**WHAT YOU HAVE TO DO**. Nothing but the data below, returned exactly, should appear in the answer.

━━ INFORMATION SUPPLIED

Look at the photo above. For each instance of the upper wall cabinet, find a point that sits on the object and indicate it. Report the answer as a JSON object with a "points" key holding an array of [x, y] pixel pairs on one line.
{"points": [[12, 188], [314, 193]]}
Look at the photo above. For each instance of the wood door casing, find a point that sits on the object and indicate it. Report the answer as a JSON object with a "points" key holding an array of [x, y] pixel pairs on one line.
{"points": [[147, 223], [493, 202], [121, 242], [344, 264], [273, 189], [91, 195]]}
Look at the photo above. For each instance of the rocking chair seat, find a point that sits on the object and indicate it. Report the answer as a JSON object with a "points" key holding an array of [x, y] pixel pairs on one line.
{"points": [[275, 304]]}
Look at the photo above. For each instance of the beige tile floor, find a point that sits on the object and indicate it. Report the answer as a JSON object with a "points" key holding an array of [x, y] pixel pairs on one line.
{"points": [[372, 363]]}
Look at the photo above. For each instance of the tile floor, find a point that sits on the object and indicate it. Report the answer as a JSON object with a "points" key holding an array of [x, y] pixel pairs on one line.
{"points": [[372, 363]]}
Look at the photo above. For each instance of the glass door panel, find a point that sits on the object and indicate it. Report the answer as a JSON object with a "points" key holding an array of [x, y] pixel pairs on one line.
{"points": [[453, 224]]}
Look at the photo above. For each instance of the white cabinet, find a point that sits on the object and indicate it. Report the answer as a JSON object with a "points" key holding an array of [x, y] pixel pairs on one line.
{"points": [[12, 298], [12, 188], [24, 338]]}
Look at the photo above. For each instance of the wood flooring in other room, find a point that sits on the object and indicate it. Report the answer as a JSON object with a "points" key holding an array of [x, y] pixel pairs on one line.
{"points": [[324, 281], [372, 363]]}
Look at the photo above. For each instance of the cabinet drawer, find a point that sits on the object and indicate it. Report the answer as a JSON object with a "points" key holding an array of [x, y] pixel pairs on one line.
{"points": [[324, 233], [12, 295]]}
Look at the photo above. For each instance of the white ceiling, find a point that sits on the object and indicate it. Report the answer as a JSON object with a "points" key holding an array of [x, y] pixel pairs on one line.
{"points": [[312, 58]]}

━━━━

**OUTPUT FOR THIS TASK**.
Look at the photo above. For each instance of the upper wall cabinet, find a point that sits on the object and indicate it. Report the answer as a JSON object with a "points" key holding an array of [x, y] pixel pairs on one line.
{"points": [[12, 188], [314, 193]]}
Look at the photo above. For each instance of the wood door casing, find a point that sits on the object and indicate it. Report the answer as a JSON object with a "points" key holding an array of [x, y] pixel pairs on one line.
{"points": [[147, 223], [493, 202], [121, 242], [344, 264], [273, 189], [91, 195]]}
Look at the photo above. For each instance of the rocking chair seat, find a point that sits on the object and indicate it. Report the answer as a JSON object with a "points" key holding an array of [x, y] pixel pairs on one line.
{"points": [[275, 304]]}
Look at the photo above. For each instance of the beige tile floor, find a point that sits on the object and indicate it. Report the answer as a JSON object with a "points" key holding an array of [x, y] pixel pairs on one line.
{"points": [[372, 363]]}
Look at the photo above. For each instance of the tile floor, find a point that sits on the object and indicate it. Report the answer as a JSON object with a "points" key holding an array of [x, y] pixel pairs on one line.
{"points": [[372, 363]]}
Look at the photo above. For each instance of the glass door panel, find a point that sits on the object and indicate it. Report the answer as a JSON object with a "points" key holding an array of [x, y] pixel pairs on one line.
{"points": [[453, 224]]}
Look at the photo above. For each instance of the white cabinet, find a point that sits on the object and indicate it. Report the answer as a JSON object with a "points" key holding an array of [x, y] pixel pairs on one line.
{"points": [[12, 298], [12, 188], [24, 338]]}
Look at the photo above. For each instance of the wood flooring in other room, find a point that sits on the object and indicate it. Report the answer as a JSON object with a "points" key holding an array of [x, y] pixel pairs on one line.
{"points": [[324, 281], [372, 363]]}
Look at the photo above. For each instance of the cabinet drawer, find a point that sits on the object and indicate it. Report the answer as a JSON object with a "points" key holding an array of [x, y] pixel pairs on one line.
{"points": [[324, 233], [12, 295]]}
Look at the photo above. For each instance of the white ceiling, find a point that sits on the object and indicate it. Report the answer as a JSON object with a "points" key holding an array of [x, y] pixel pairs on one line.
{"points": [[312, 58]]}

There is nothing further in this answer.